> _EXERCISE INSTRUCTIONS_
Once the line containing "Target: muddy brown water" has been printed, stop; print every line before it exactly, starting at the top of the material below.

> _SOURCE MATERIAL_
________________________________________
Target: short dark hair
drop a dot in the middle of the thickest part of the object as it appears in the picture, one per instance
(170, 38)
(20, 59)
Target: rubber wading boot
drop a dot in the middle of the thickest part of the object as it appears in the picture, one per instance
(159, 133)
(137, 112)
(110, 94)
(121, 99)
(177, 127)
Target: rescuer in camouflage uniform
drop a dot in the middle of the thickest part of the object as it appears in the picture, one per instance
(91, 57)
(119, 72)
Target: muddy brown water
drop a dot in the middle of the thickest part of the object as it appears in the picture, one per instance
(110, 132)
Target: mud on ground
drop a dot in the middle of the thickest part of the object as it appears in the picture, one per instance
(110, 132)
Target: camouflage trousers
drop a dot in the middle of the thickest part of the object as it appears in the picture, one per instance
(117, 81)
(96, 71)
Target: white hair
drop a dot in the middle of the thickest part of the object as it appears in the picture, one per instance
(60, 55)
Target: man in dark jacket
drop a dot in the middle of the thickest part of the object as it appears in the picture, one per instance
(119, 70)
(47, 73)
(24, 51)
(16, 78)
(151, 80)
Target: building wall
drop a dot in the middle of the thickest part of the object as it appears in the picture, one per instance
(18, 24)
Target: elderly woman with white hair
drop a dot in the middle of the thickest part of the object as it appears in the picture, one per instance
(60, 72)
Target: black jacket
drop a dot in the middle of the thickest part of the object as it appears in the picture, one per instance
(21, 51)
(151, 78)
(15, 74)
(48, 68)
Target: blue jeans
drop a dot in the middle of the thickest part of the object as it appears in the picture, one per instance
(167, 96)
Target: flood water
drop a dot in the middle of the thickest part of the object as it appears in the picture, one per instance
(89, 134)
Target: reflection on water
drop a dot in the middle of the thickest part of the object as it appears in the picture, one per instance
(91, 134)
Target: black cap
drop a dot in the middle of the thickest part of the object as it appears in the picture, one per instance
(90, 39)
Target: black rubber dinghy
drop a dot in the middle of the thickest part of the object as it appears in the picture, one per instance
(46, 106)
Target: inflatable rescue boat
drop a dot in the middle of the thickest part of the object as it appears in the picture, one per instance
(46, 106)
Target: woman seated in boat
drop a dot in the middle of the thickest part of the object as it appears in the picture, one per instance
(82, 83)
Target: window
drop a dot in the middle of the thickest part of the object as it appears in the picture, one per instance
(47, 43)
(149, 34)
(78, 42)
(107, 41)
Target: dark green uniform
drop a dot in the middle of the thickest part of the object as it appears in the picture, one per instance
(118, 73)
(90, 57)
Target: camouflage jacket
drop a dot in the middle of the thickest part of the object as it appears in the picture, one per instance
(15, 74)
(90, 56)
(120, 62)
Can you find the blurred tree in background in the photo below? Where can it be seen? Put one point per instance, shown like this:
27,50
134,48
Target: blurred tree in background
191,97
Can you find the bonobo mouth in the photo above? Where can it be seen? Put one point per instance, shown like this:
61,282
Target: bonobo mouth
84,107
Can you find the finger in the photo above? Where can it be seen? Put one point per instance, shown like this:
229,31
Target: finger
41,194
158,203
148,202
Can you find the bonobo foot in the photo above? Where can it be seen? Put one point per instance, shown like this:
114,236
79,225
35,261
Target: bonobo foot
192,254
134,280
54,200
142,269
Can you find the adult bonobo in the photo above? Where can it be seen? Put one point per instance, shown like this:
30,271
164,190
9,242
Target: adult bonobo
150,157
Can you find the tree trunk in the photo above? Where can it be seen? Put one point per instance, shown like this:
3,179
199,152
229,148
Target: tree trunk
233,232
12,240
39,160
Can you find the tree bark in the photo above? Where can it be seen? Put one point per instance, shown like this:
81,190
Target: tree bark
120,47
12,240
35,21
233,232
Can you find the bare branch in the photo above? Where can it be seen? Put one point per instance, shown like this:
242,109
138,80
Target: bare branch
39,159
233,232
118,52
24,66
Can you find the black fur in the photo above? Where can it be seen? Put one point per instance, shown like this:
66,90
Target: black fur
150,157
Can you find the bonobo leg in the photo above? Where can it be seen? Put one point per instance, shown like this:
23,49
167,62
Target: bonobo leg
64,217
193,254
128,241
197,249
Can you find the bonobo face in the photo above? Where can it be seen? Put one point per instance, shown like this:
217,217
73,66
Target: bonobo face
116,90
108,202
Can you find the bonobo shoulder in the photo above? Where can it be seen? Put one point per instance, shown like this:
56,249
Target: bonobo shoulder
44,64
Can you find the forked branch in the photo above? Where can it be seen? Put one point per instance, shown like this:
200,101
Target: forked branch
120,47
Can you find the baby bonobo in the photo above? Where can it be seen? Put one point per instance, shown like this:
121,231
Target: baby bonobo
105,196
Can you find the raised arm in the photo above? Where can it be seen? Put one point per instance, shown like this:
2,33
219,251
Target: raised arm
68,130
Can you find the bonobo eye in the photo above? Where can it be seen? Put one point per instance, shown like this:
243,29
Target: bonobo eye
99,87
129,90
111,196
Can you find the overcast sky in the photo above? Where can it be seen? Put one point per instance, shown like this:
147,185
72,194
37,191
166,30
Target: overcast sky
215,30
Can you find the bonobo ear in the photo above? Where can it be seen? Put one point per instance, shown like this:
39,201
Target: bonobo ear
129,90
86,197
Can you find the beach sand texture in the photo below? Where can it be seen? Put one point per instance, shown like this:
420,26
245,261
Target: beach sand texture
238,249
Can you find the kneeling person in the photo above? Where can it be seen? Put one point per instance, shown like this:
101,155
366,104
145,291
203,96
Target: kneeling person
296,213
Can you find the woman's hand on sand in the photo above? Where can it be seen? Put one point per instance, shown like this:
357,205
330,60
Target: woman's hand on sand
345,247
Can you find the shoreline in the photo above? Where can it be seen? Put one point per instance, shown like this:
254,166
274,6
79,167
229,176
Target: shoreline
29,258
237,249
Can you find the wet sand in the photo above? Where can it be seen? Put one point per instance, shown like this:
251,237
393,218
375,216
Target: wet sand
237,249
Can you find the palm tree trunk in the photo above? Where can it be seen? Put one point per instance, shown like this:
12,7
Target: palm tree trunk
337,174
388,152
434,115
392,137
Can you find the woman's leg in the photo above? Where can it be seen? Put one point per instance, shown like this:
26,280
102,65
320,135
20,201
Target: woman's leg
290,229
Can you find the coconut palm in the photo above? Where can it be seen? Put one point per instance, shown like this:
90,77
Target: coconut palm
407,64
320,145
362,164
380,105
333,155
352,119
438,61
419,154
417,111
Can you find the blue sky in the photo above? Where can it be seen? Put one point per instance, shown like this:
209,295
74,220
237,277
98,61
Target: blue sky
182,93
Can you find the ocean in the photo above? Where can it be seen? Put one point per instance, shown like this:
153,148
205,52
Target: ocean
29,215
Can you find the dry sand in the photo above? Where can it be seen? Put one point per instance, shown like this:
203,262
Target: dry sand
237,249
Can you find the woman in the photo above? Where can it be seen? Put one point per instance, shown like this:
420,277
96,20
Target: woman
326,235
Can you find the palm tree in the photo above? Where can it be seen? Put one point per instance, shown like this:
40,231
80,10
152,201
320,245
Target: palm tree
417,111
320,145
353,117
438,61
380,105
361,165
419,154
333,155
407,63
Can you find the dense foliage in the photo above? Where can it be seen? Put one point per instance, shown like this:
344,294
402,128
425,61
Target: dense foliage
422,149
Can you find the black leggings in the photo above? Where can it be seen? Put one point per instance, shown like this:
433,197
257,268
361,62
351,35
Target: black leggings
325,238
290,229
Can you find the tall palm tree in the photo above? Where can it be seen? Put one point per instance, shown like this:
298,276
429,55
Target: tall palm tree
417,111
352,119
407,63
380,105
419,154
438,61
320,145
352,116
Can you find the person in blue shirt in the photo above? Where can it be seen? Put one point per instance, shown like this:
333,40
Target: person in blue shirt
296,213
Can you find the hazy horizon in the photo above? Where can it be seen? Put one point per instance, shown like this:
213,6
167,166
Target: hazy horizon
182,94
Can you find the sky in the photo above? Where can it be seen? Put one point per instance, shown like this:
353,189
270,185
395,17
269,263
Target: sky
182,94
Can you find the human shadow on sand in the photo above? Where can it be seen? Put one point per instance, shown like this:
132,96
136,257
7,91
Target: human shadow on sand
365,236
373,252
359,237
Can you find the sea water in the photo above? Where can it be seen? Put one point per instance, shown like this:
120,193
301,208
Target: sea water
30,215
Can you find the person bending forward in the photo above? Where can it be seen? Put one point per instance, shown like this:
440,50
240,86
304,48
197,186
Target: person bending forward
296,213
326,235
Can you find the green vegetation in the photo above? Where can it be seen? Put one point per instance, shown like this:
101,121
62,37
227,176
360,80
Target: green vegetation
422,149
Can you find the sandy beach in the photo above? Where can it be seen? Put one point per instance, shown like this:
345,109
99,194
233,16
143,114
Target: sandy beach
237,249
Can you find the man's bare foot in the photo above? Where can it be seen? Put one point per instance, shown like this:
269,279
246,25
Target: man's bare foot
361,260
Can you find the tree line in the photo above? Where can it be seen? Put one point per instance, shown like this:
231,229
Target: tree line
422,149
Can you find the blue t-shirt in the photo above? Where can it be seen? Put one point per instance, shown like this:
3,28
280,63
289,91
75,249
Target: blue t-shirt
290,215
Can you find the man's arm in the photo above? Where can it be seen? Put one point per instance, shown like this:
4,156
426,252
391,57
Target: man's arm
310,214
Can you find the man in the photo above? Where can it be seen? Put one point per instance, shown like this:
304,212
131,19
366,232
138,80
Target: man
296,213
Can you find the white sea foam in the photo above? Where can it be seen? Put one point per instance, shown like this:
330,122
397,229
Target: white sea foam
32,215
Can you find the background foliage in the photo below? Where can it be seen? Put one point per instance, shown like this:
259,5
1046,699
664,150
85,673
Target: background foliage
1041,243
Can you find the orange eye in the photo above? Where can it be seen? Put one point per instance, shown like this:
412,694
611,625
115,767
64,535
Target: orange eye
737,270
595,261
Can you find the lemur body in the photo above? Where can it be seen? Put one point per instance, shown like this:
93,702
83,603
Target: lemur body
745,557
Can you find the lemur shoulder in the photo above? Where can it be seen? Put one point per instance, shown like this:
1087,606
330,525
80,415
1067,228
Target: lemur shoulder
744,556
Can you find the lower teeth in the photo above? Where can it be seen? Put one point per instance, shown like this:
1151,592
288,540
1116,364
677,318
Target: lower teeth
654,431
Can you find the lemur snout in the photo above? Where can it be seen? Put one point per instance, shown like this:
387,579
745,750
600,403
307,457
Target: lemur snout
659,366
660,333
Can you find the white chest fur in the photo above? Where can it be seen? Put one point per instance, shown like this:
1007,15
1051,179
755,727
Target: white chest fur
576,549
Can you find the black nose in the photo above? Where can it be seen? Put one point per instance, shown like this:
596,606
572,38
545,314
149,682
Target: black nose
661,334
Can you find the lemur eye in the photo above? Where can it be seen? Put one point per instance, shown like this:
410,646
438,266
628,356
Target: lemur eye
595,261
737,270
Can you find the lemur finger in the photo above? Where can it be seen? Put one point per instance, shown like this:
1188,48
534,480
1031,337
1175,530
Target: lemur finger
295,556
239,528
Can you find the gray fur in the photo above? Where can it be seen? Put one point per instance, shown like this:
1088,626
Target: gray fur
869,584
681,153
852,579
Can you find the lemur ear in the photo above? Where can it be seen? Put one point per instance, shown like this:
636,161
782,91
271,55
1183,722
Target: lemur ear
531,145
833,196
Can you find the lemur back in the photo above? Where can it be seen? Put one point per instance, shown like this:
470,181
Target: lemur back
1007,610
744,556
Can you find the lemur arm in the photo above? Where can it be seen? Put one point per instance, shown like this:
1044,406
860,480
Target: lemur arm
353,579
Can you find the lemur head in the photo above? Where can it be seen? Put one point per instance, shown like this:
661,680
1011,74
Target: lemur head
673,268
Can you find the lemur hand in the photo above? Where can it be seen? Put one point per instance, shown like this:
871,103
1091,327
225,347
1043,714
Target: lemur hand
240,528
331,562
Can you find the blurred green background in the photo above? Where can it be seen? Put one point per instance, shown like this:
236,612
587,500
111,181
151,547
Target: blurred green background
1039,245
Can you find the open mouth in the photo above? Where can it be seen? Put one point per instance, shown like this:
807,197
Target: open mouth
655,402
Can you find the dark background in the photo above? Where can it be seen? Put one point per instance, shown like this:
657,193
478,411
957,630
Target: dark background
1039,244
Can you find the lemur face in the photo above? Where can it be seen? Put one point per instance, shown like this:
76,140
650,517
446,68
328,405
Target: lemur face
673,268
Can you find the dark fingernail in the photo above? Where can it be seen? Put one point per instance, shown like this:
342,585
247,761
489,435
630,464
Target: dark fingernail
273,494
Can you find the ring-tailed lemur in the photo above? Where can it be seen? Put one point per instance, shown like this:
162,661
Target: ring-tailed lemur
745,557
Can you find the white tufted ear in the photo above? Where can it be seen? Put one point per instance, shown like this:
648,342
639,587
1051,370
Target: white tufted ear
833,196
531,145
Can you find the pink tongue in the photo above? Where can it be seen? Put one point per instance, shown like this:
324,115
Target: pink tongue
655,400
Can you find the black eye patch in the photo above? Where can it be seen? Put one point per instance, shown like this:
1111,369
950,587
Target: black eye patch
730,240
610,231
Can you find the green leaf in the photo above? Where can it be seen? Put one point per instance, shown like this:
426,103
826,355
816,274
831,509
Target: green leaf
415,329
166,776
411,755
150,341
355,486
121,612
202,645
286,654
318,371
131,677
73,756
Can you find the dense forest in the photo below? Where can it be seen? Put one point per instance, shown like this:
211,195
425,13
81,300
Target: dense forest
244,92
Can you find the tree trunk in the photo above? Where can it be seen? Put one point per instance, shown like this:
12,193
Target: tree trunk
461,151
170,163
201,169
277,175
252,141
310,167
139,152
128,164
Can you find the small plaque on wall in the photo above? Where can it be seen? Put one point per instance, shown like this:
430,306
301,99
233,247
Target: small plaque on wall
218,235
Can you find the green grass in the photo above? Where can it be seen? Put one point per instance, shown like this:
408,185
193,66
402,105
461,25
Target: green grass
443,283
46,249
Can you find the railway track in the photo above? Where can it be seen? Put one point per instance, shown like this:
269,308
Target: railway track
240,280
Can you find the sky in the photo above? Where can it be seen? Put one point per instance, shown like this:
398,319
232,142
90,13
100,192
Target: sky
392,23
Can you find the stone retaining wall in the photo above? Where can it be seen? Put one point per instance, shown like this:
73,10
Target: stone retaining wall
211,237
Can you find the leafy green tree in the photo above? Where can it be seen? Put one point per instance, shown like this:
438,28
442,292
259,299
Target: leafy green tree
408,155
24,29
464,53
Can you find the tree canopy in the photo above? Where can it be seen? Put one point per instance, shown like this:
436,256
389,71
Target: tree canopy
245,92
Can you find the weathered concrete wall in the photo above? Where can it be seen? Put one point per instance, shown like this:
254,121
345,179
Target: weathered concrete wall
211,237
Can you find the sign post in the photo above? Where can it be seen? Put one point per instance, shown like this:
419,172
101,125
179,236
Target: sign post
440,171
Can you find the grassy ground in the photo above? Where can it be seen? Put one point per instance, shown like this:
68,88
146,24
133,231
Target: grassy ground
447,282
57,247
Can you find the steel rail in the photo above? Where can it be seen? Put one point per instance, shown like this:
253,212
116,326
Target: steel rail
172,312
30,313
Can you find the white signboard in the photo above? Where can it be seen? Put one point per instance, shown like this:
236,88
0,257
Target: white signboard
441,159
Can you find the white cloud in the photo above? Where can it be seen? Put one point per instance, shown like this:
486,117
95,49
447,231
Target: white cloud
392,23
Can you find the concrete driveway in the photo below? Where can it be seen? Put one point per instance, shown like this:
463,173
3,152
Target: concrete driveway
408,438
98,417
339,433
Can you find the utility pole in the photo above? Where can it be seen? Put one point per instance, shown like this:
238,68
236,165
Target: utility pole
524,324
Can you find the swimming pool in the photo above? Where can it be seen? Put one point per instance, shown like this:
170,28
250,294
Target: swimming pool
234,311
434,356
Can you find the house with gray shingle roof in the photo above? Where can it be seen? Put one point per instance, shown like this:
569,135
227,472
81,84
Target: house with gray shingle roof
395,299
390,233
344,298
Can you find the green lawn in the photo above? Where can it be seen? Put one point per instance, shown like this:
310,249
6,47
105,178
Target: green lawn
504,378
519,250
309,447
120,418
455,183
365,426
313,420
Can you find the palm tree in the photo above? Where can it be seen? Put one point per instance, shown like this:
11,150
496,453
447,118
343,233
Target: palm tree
________________________________________
> _EXPECTED ANSWER_
Target: short dark hair
drop a dot in the middle of the thickest part of the object as it appears in the picture, one per instance
(170, 38)
(20, 59)
Target: rubber wading boot
drop a dot in the middle of the thickest part of the object as it appears in the picture, one per instance
(159, 133)
(137, 112)
(110, 94)
(121, 99)
(177, 127)
Target: rescuer in camouflage uniform
drop a dot in the middle of the thickest part of the object as it appears in the picture, one per instance
(91, 57)
(119, 72)
Target: muddy brown water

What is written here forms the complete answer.